TEXT PROVIDED:
▶
[dpdk-dev,2/2] examples/kni: stop lcores while doing kni ops

Message ID 1508154348-10988-3-git-send-email-tdu@semihalf.com (mailing list archive)
State Changes Requested, archived
Delegated to: Ferruh Yigit
Headers

Checks

Context Check Description
ci/checkpatch success coding style OK
ci/Intel-compilation success Compilation OK

Commit Message

Tomasz Duszynski Oct. 16, 2017, 11:45 a.m. UTC
  Since the transmit and receive functions should not be invoked when
the device is stopped, stop lcores during kni ops and restart them
after device is started once again.

Signed-off-by: Tomasz Duszynski <tdu@semihalf.com>
---
 examples/kni/main.c | 28 ++++++++++++++++++++++++++++
 1 file changed, 28 insertions(+)

--
2.7.4
  

Comments

Ferruh Yigit Oct. 21, 2017, 12:42 a.m. UTC | #1
On 10/16/2017 4:45 AM, Tomasz Duszynski wrote:
> Since the transmit and receive functions should not be invoked when
> the device is stopped, stop lcores during kni ops and restart them
> after device is started once again.
◀
TO-DO LIST:
**A.** Output the stretch of the KNI patch page from "Tomasz Duszynski Oct." through "changed, 28 insertions(+)", reproducing it word for word.
**B.** In order of appearance, list every section heading on the patch page about stopping lcores during KNI operations.

Named object pointing entries
▶
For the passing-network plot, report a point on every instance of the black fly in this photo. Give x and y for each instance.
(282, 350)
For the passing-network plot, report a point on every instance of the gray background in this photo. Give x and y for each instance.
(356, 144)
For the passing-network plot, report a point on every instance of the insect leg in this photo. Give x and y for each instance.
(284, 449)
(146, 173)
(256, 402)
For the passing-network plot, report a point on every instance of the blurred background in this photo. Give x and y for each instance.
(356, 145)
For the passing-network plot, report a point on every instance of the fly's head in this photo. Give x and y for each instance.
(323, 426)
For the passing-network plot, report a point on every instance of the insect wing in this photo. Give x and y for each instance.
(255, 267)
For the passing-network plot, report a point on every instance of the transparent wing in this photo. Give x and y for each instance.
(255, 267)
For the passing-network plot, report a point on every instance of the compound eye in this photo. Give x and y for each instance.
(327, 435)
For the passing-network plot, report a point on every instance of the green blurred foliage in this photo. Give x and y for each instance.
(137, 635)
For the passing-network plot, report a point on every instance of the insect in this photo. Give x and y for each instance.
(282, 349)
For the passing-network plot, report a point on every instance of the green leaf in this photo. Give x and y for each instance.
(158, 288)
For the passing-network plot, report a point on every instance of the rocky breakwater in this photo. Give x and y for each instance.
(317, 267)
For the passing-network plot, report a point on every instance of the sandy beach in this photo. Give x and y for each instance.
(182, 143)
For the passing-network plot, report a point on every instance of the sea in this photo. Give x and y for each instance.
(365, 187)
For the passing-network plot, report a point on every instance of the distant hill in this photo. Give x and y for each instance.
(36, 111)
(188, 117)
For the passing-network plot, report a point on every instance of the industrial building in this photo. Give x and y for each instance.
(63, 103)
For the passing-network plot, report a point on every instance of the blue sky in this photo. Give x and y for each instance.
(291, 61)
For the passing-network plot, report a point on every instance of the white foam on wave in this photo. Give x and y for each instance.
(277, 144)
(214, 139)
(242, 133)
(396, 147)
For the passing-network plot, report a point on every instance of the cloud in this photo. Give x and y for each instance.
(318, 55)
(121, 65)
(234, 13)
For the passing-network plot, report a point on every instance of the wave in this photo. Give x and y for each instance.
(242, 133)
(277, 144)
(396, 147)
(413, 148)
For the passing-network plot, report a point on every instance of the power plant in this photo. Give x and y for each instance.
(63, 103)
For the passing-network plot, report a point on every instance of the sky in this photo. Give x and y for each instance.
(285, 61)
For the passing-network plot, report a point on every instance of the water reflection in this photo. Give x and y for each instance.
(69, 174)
◀
SOLVED PROBLEMS:
**A.**
Tomasz Duszynski Oct. 16, 2017, 11:45 a.m. UTC
  Since the transmit and receive functions should not be invoked when
the device is stopped, stop lcores during kni ops and restart them
after device is started once again.

Signed-off-by: Tomasz Duszynski <tdu@semihalf.com>
---
 examples/kni/main.c | 28 ++++++++++++++++++++++++++++
 1 file changed, 28 insertions(+)

**B.**
Headers
Checks
Commit Message
Comments